=== WORK INSTRUCTION ===
Keeping each word and mark in place, write out the full listing once more.

=== RECORD EXTRACTS ===
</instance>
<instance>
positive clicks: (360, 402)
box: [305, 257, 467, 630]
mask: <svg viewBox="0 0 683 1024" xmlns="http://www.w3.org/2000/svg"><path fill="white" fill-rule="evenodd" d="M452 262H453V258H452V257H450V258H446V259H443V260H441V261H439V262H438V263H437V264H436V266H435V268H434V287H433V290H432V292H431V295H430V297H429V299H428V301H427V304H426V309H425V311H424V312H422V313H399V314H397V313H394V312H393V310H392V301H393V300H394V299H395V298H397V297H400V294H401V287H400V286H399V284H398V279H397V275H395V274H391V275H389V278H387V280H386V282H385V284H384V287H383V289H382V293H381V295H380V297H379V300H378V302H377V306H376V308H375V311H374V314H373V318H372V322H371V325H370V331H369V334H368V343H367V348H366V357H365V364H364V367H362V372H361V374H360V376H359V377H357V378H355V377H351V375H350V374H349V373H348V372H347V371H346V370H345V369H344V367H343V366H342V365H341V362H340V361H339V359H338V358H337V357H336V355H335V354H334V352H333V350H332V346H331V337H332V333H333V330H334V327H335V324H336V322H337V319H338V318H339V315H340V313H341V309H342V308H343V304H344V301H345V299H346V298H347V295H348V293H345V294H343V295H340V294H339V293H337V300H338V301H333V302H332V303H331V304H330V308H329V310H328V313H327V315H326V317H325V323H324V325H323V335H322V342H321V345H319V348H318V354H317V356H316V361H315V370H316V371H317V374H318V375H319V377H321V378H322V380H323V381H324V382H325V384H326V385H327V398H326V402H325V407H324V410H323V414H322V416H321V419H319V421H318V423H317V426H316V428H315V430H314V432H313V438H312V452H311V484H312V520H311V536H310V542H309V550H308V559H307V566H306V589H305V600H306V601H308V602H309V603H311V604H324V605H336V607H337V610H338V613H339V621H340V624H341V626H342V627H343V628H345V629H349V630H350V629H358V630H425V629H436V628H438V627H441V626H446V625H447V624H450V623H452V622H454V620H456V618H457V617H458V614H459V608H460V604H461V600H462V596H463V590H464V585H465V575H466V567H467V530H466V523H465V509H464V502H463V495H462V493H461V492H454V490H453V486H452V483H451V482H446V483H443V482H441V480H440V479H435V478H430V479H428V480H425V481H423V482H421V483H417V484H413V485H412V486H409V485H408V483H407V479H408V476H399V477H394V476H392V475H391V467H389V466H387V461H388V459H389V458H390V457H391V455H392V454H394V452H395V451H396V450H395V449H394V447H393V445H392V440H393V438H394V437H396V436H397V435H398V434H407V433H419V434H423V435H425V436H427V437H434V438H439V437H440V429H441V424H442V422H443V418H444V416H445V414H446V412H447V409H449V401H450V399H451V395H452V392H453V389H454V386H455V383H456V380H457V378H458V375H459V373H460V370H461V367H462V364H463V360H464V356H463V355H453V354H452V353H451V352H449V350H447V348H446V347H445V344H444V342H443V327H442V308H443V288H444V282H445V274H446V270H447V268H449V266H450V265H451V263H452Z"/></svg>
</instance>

=== EXERCISE RESPONSE ===
</instance>
<instance>
positive clicks: (360, 402)
box: [305, 257, 467, 630]
mask: <svg viewBox="0 0 683 1024" xmlns="http://www.w3.org/2000/svg"><path fill="white" fill-rule="evenodd" d="M452 262H453V258H452V257H450V258H446V259H443V260H441V261H439V262H438V263H437V264H436V266H435V268H434V287H433V290H432V292H431V295H430V297H429V299H428V301H427V304H426V309H425V311H424V312H422V313H399V314H397V313H394V312H393V310H392V301H393V300H394V299H395V298H397V297H400V294H401V287H400V286H399V284H398V279H397V275H395V274H391V275H389V278H387V280H386V282H385V284H384V287H383V289H382V293H381V295H380V297H379V300H378V302H377V306H376V308H375V311H374V314H373V318H372V322H371V325H370V331H369V334H368V343H367V348H366V357H365V364H364V367H362V372H361V374H360V376H359V377H357V378H355V377H351V375H350V374H349V373H348V372H347V371H346V370H345V369H344V367H343V366H342V365H341V362H340V361H339V359H338V358H337V357H336V355H335V354H334V352H333V350H332V346H331V337H332V333H333V330H334V327H335V324H336V322H337V319H338V318H339V315H340V313H341V309H342V308H343V304H344V301H345V299H346V298H347V295H348V293H345V294H343V295H340V294H339V293H337V300H338V301H333V302H332V303H331V304H330V308H329V310H328V313H327V315H326V317H325V323H324V325H323V335H322V342H321V345H319V348H318V354H317V356H316V361H315V370H316V371H317V374H318V375H319V377H321V378H322V380H323V381H324V382H325V384H326V385H327V398H326V402H325V407H324V410H323V414H322V416H321V419H319V421H318V423H317V426H316V428H315V430H314V432H313V438H312V452H311V484H312V520H311V536H310V542H309V550H308V559H307V566H306V589H305V600H306V601H308V602H309V603H311V604H324V605H336V607H337V610H338V613H339V621H340V624H341V626H342V627H343V628H345V629H349V630H350V629H358V630H425V629H436V628H438V627H441V626H446V625H447V624H450V623H452V622H454V620H456V618H457V617H458V614H459V608H460V604H461V600H462V596H463V590H464V585H465V575H466V567H467V530H466V523H465V509H464V502H463V495H462V493H461V492H454V490H453V486H452V483H451V482H446V483H443V482H441V480H440V479H435V478H430V479H428V480H425V481H423V482H421V483H417V484H413V485H412V486H409V485H408V483H407V479H408V476H399V477H394V476H392V475H391V467H389V466H387V461H388V459H389V458H390V457H391V455H392V454H394V452H395V451H396V450H395V449H394V447H393V445H392V440H393V438H394V437H396V436H397V435H398V434H407V433H419V434H423V435H425V436H427V437H434V438H439V437H440V429H441V424H442V422H443V418H444V416H445V414H446V412H447V409H449V401H450V399H451V395H452V392H453V389H454V386H455V383H456V380H457V378H458V375H459V373H460V370H461V367H462V364H463V360H464V356H463V355H453V354H452V353H451V352H449V350H447V348H446V347H445V344H444V342H443V327H442V308H443V288H444V282H445V274H446V270H447V268H449V266H450V265H451V263H452Z"/></svg>
</instance>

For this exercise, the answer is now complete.